[MATERIAL PROVIDED]:

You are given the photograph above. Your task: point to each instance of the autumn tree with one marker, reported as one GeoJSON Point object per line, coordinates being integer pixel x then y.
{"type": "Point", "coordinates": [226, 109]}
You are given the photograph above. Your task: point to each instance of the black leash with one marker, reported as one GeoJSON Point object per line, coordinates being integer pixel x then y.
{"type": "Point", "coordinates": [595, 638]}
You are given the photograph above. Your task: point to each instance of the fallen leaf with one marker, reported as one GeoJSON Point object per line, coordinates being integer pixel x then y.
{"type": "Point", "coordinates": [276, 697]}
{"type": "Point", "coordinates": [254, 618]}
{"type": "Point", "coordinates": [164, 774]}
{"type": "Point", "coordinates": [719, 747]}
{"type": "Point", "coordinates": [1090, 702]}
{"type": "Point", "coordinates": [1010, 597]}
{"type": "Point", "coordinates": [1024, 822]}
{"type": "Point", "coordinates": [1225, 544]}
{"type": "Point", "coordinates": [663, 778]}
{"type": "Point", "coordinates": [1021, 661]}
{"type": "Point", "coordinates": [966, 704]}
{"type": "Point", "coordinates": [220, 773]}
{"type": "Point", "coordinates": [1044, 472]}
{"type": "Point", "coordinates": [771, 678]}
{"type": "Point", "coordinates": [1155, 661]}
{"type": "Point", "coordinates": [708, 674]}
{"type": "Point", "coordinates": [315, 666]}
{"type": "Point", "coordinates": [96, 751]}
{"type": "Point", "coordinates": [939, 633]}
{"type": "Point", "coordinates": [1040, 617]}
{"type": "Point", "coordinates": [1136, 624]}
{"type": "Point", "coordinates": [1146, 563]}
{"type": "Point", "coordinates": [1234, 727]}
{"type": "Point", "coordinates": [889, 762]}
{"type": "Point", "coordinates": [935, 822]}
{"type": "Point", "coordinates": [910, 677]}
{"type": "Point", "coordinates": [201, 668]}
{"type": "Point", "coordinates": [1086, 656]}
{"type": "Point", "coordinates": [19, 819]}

[REQUIRED WORK]: Take the entries above and transcribe them exactly.

[RESPONSE TO THIS EXERCISE]:
You are given the photograph above. Your task: point to each instance of the autumn tree with one marker, reported as one GeoJSON Point object per line, coordinates being integer pixel x then y.
{"type": "Point", "coordinates": [226, 109]}
You are given the photograph above. Your task: point to each instance of the black leash with one marker, reported as one GeoJSON Point object per line, coordinates being integer pixel x then y.
{"type": "Point", "coordinates": [595, 638]}
You are given the photograph above. Your task: point to each instance of the fallen leaf with one marker, reported as one GeoJSON Point object per line, coordinates being integer pixel x then y.
{"type": "Point", "coordinates": [276, 697]}
{"type": "Point", "coordinates": [254, 618]}
{"type": "Point", "coordinates": [164, 774]}
{"type": "Point", "coordinates": [719, 747]}
{"type": "Point", "coordinates": [1090, 702]}
{"type": "Point", "coordinates": [1010, 597]}
{"type": "Point", "coordinates": [1024, 822]}
{"type": "Point", "coordinates": [1225, 544]}
{"type": "Point", "coordinates": [663, 778]}
{"type": "Point", "coordinates": [1021, 661]}
{"type": "Point", "coordinates": [966, 704]}
{"type": "Point", "coordinates": [220, 773]}
{"type": "Point", "coordinates": [1044, 472]}
{"type": "Point", "coordinates": [771, 678]}
{"type": "Point", "coordinates": [1155, 661]}
{"type": "Point", "coordinates": [708, 674]}
{"type": "Point", "coordinates": [315, 666]}
{"type": "Point", "coordinates": [96, 751]}
{"type": "Point", "coordinates": [939, 633]}
{"type": "Point", "coordinates": [1040, 617]}
{"type": "Point", "coordinates": [1136, 624]}
{"type": "Point", "coordinates": [1146, 563]}
{"type": "Point", "coordinates": [1234, 727]}
{"type": "Point", "coordinates": [889, 762]}
{"type": "Point", "coordinates": [935, 822]}
{"type": "Point", "coordinates": [910, 677]}
{"type": "Point", "coordinates": [201, 668]}
{"type": "Point", "coordinates": [1086, 656]}
{"type": "Point", "coordinates": [19, 819]}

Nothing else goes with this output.